# TASKS TO CARRY OUT:
1. Decide whether each statement below agrees with the cross product post. (a) The writer uses SSE2 and SSE3 to calculate the cross product. (b) The function contains three _mm_shuffle_ps calls. (c) The writer worked out the unpack version on paper. Answer yes or no for each, quoting the words of the post that decide it.
2. Carry the cross product post forward from its last sentence.

Hello,
I'm trying to come up with a way to make the computer do some work for me. I'm using SIMD (SSE2 & SSE3) to calculate the cross product, and I was wondering if it could go any faster. Currently I have the following:
const int maskShuffleCross1 = _MM_SHUFFLE(3,0,2,1); // y z x
const int maskShuffleCross2 = _MM_SHUFFLE(3,1,0,2); // z x y
__m128 QuadCrossProduct(__m128* quadA, __m128* quadB)
{
// (y * other.z) - (z * other.y)
// (z * other.x) - (x * other.z)
// (x * other.y) - (y * other.x)
return
(
_mm_sub_ps
(
_mm_mul_ps
(
_mm_shuffle_ps(*quadA, *quadA, maskShuffleCross1),
_mm_shuffle_ps(*quadB, *quadB, maskShuffleCross2)
),
_mm_mul_ps
(
_mm_shuffle_ps(*quadA, *quadA, maskShuffleCross2),
_mm_shuffle_ps(*quadB, *quadB, maskShuffleCross1)
)
)
);
}
As you can see, there are four _mm_shuffle_ps
's in there, and I wondered if I could replace them with a combination of _mm_unpackhi_ps
and _mm_unpacklo_ps
which return a2 a3 b2 b3
and a0 a1 b0 b1
respectively and are slightly faster.
I couldn't figure it out on paper, but I thought of a solution. What if let the computer bruteforce the steps required? Just recursively step through the different options and see what gives the correct answer.

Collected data
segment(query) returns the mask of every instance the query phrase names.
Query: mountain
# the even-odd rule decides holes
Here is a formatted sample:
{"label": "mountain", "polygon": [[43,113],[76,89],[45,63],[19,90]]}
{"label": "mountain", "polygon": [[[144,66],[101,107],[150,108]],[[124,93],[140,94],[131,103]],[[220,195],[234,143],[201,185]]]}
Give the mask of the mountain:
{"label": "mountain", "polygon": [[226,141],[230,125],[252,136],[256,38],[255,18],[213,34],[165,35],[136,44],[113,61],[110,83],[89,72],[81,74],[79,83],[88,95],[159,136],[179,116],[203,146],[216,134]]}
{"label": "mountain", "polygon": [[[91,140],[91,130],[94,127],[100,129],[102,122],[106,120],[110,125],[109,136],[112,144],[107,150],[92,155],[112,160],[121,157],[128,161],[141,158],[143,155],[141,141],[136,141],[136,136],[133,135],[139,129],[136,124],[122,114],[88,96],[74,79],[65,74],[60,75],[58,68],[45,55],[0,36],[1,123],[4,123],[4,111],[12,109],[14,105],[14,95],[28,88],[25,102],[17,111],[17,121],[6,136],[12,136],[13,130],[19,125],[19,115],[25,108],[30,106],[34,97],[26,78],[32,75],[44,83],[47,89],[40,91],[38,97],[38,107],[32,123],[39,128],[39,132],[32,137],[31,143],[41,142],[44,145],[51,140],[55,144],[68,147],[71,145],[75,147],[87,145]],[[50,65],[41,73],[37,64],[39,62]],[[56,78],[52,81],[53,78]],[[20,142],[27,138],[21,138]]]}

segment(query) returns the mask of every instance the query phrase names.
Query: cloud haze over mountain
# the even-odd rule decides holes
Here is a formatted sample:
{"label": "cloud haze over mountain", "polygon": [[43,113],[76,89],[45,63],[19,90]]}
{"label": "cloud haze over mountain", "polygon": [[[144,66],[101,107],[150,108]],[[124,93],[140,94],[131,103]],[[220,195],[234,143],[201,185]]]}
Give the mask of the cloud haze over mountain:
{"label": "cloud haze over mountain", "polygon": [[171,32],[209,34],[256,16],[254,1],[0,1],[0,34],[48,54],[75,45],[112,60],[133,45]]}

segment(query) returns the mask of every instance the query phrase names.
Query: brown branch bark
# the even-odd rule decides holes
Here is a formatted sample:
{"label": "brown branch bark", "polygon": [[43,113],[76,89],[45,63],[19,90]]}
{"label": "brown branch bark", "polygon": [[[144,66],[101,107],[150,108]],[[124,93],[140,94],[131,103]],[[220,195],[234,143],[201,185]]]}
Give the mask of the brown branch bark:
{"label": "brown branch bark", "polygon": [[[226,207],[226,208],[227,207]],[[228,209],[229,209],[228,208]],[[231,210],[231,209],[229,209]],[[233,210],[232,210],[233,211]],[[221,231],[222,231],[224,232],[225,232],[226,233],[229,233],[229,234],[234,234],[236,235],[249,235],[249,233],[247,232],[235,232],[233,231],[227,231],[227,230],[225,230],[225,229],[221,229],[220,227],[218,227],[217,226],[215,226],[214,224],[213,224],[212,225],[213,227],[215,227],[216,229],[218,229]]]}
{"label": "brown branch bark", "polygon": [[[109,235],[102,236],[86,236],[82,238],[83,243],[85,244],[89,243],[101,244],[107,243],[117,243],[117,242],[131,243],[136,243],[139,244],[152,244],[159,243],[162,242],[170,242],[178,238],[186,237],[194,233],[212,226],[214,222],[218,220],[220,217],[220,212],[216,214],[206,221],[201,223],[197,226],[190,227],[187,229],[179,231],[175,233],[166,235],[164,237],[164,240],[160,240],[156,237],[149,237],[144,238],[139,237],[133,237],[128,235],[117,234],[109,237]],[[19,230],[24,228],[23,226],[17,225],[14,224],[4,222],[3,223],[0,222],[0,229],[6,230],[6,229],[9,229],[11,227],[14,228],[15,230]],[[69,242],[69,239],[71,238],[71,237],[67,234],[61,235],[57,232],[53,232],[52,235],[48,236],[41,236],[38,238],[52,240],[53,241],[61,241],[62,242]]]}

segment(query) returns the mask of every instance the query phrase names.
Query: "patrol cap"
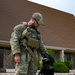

# EXPECTED ANSWERS:
1.
(a) Yes: "I'm using SIMD (SSE2 & SSE3) to calculate the cross product"
(b) No: "there are four _mm_shuffle_ps"
(c) No: "I couldn't figure it out on paper"

2.
I got it work with multiply, it returns this when I want it to return (3, 12, 27, 0):
startA = _mm_set_ps(1.00, 2.00, 3.00, 0.00);
startB = _mm_set_ps(3.00, 3.00, 3.00, 0.00);
result0 = _mm_mul_ps(startA, startB);
// (3.00, 6.00, 9.00, 0.00)
result1 = _mm_mul_ps(startA, result0);
// (3.00, 12.00, 27.00, 0.00)
Very nice, if I say so myself.
However, when I wanted to implement divide I stumbled on a problem. Multiply doesn't just have to call multiply, it also has to call divide. Okay, so we put divide above multiply. But divide doesn't just have to call divide, it also has to call multiply, which is lower in the script, so it doesn't exist yet.
I started with an empty console application in Visual C++ and put everything in QuadTests.cpp.
How do I make sure these two functions can call each other?
Thanks in advance.